- _What you are asked to do_
In the text below on protein-lipid interactions and water, what alone is responsible for the heat capacity changes seen when nonpolar groups move from an aqueous to a nonaqueous environment? Please answer in a few words.

Protein-lipid interactions and the role of water.

The rigidity of the three-dimensional structure of a native protein is dependent on the network of hydrogen-bonded groups which provide the scaffolding for the other interactions. The structure is stabilized by the hydrophobic interactions of the nonpolar side chains. The latter are formed by the very unfavorable entropy change that occurs in water but not in less-polar solvents. It is unlikely that any solvent other than water can produce the same folding of a polypeptide chain to form the active native structure. Water plays a unique role, since it alone is responsible for the heat capacity changes observed when nonpolar groups are transferred from an aqueous to a nonaqueous environment, as exists in the interior of a protein. The need to juxtapose like groups and to avoid making contact among unlike groups imposes severe restrictions on the binding of small or large molecules to proteins. Consequently there must be proper pairing of polarities as well as close fitting of ligands for strong binding to occur. This is clearly evident from the x-ray studies of proteins containing subunits or prosthetic groups. The thermodynamic parameters observed in the most complex protein reactions--i.e., self-assembly systems--resemble rather well those observed in micelle association reactions or even in the solution of nonpolar gases in water. This interaction--hydrophobic--can be looked upon as the controlling reaction which stabilized the organized structures of most cellular entities aside from nucleic acids--i.e., membranes and organelles.

- _Source material_
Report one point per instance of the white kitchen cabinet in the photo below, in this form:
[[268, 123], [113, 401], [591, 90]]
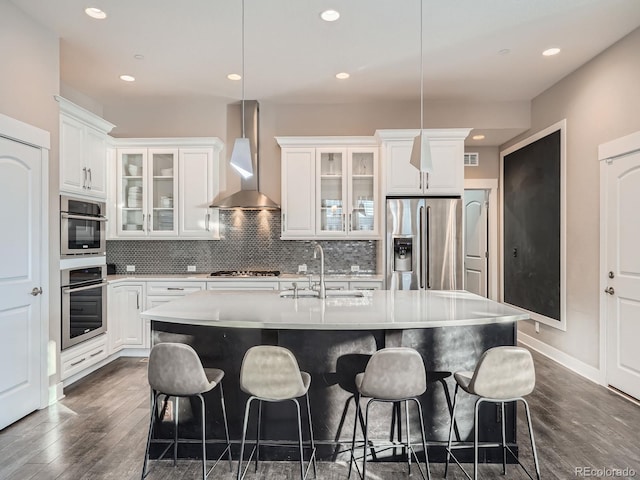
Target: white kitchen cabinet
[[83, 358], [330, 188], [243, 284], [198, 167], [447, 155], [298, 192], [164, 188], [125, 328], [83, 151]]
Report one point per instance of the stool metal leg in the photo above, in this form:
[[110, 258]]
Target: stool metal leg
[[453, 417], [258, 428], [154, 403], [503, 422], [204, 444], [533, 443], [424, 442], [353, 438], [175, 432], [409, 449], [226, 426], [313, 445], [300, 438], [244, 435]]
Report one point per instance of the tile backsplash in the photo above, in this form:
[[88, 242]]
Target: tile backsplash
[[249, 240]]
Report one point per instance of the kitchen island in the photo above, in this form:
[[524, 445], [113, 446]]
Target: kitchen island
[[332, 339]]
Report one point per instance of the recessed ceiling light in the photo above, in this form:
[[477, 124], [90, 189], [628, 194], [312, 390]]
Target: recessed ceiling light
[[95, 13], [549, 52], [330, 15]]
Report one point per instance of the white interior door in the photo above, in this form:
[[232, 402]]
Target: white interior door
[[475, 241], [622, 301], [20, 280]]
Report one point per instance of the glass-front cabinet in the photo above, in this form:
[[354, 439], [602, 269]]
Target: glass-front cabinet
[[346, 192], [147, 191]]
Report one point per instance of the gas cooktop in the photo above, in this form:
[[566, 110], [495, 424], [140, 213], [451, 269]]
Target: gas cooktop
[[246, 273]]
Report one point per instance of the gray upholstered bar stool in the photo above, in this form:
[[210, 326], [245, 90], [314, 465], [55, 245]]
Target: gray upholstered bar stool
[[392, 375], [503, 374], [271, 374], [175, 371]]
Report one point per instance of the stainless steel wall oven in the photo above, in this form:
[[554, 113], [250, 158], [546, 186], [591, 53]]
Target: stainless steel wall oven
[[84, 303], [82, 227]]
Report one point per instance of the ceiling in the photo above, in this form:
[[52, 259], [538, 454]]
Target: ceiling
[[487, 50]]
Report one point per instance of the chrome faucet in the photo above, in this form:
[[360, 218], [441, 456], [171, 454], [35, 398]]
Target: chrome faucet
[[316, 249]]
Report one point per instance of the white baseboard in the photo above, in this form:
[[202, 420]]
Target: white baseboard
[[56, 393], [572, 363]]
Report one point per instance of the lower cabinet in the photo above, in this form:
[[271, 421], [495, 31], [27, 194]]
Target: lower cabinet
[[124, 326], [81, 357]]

...

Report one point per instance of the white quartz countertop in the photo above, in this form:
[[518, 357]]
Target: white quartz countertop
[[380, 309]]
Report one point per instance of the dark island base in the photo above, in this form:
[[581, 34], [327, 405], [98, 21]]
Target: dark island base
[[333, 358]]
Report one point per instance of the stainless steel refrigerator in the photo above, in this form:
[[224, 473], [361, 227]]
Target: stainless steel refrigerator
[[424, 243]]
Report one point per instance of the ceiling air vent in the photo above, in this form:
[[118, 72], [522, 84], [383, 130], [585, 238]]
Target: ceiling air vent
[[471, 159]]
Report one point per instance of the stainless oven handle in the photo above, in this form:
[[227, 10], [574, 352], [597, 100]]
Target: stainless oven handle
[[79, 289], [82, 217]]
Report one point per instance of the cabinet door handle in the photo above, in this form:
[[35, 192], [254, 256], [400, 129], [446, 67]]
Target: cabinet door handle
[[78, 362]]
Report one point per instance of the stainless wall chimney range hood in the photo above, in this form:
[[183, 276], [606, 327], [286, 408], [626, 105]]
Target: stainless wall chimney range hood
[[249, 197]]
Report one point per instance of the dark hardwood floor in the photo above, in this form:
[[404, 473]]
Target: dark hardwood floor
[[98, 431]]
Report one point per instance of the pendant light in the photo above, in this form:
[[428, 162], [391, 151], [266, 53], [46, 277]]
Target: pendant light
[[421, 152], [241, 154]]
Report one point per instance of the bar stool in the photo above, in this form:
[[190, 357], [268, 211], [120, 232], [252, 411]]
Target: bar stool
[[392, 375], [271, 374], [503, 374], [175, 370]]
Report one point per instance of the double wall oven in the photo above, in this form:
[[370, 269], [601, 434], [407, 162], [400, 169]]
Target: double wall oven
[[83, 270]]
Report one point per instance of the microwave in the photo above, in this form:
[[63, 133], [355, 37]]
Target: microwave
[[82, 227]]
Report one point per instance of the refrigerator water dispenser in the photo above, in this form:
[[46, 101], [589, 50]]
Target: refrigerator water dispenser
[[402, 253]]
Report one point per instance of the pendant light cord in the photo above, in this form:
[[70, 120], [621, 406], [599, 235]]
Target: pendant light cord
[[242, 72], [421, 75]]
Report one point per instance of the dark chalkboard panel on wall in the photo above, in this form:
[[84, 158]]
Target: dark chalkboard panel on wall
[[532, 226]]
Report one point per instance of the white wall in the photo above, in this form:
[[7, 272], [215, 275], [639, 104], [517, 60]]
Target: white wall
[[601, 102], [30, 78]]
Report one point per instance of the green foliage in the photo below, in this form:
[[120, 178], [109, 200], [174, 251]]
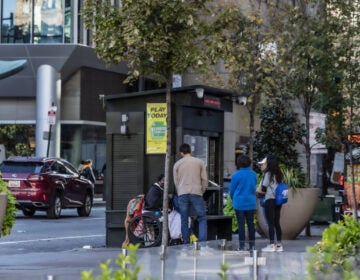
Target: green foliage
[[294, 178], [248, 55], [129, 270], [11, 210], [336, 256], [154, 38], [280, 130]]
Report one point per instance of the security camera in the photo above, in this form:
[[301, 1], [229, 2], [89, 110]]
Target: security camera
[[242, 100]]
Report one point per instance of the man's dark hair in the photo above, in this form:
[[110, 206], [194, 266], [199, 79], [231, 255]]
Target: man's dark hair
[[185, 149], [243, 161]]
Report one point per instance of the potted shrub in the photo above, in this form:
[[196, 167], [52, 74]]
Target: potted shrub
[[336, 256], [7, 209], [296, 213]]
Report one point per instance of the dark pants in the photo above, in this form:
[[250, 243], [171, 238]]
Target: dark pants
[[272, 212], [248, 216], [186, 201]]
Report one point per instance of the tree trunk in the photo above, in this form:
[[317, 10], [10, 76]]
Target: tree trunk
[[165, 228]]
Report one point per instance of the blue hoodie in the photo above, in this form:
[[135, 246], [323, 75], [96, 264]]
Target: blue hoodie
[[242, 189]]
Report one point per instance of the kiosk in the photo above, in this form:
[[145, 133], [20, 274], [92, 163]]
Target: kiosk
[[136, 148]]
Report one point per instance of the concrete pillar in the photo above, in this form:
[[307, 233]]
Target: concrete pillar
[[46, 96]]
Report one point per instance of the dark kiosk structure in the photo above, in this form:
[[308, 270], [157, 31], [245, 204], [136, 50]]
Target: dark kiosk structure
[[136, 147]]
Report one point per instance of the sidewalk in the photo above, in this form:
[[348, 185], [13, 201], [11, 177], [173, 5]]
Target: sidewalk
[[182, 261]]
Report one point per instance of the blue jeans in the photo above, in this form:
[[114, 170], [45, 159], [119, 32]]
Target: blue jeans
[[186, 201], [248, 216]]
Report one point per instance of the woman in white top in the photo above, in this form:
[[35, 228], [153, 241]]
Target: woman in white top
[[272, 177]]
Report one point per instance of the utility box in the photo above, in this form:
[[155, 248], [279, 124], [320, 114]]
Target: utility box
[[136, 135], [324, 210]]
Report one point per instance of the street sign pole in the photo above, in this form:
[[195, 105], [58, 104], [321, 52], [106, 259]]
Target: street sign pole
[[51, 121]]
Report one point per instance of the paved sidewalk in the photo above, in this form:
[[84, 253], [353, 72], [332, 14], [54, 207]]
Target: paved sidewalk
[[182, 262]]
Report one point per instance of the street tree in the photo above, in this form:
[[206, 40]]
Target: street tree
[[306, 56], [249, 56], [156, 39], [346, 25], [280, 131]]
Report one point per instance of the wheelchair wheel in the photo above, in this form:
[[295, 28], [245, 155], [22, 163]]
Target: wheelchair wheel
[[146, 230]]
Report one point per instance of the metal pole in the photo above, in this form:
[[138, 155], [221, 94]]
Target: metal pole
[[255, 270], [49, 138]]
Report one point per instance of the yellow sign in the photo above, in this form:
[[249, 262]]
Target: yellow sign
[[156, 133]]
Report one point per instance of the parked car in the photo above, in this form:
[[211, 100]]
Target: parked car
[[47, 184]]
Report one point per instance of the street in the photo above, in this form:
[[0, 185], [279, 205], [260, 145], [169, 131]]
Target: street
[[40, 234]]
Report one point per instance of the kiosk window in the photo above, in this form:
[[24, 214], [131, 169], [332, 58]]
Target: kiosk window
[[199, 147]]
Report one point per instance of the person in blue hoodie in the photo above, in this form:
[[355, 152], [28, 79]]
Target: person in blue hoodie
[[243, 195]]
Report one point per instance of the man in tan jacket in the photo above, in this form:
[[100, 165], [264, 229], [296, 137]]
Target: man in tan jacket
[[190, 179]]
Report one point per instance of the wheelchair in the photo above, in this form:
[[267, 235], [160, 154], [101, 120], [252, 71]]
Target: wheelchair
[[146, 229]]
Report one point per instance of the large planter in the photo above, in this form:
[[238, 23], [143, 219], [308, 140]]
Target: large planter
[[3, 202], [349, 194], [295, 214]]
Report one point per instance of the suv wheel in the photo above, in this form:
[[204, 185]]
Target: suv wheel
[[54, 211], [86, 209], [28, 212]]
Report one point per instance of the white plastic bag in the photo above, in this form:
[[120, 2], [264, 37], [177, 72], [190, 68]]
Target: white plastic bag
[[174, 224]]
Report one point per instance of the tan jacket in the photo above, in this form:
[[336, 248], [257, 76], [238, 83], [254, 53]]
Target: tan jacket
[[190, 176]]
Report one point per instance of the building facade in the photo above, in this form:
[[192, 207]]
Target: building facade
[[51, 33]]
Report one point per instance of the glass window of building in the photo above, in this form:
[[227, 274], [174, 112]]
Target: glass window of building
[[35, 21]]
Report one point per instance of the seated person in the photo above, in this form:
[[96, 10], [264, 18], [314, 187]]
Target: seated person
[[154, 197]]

- _Answer box_
Water alone is responsible for those changes.